- _STATED GOAL_
Please rescale the items below by writing out every line again, requests included, with each coordinate in the answers multiplied by 2.3 and rounded to a whole number, halves rounded up. Leave the pictures out of your answer.

- _SUPPLIED RECORDS_
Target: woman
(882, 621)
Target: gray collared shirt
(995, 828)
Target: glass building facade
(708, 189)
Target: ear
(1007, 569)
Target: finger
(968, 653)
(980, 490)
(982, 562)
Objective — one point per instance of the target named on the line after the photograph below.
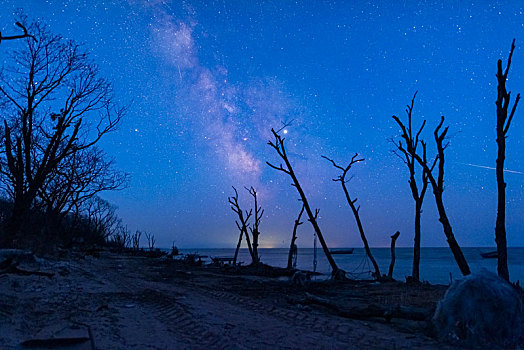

- _FULL SOLUTION_
Target: woman
(2029, 1428)
Target: gray collared shirt
(2289, 1904)
Target: glass building facade
(1628, 435)
Target: ear
(2316, 1309)
Target: finger
(2226, 1502)
(2254, 1127)
(2259, 1293)
Objective — one point per instance of the target named on the line after the photograph below.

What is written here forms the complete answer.